DATA TO EXAMINE Start Marker

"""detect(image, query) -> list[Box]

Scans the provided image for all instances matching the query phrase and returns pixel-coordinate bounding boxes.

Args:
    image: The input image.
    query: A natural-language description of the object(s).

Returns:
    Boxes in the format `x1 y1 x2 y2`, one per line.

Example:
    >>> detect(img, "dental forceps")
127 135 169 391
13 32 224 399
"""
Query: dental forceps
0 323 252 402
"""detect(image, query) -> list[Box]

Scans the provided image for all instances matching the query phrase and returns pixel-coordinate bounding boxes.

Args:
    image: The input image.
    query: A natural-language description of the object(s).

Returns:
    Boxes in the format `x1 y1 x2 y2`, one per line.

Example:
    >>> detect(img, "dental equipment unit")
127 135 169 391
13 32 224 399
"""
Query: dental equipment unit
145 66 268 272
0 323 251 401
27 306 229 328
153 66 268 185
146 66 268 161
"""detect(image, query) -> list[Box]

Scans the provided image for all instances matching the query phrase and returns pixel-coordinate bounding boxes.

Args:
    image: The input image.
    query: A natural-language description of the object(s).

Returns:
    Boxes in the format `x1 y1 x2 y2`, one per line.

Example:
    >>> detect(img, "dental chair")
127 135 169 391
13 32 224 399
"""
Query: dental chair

DATA TO EXAMINE End Marker

## EXERCISE REQUIREMENTS
Copy out the data exactly, keeping each line whole.

## EXPECTED OUTPUT
"""detect(image, query) -> list[Box]

Scans the provided image for all instances matching the query phrase and returns pixel-coordinate bounding boxes.

Args:
    image: The input image.
    query: A natural-language description of the object(s).

Returns:
    Boxes in the format `x1 y1 x2 y2`, one per line.

Example:
    >>> detect(img, "dental forceps")
127 135 169 391
13 32 224 399
"""
Query: dental forceps
0 323 252 402
"""detect(image, query) -> list[Box]

Scans the provided image for all instances matching the query phrase and returns pixel-coordinate bounding boxes.

Args:
    image: The input image.
    query: A natural-language description of the object(s).

Returns:
    Boxes in the format `x1 y1 x2 y2`, one per line.

Example:
    >>> detect(img, "dental equipment unit")
127 135 169 391
13 32 224 399
"""
Query: dental equipment unit
145 66 268 272
0 323 251 401
27 306 229 328
153 66 268 185
146 66 268 161
"""detect(image, query) -> list[Box]

Scans the provided image for all instances matching the query phrase and returns pixel-coordinate bounding boxes.

Args:
    image: The input image.
    query: A natural-language description of the object(s).

Returns:
    Boxes in the format `x1 y1 x2 y2`, one per line.

Example:
    >>> detect(img, "dental chair")
127 135 169 391
13 32 224 399
"""
Query: dental chair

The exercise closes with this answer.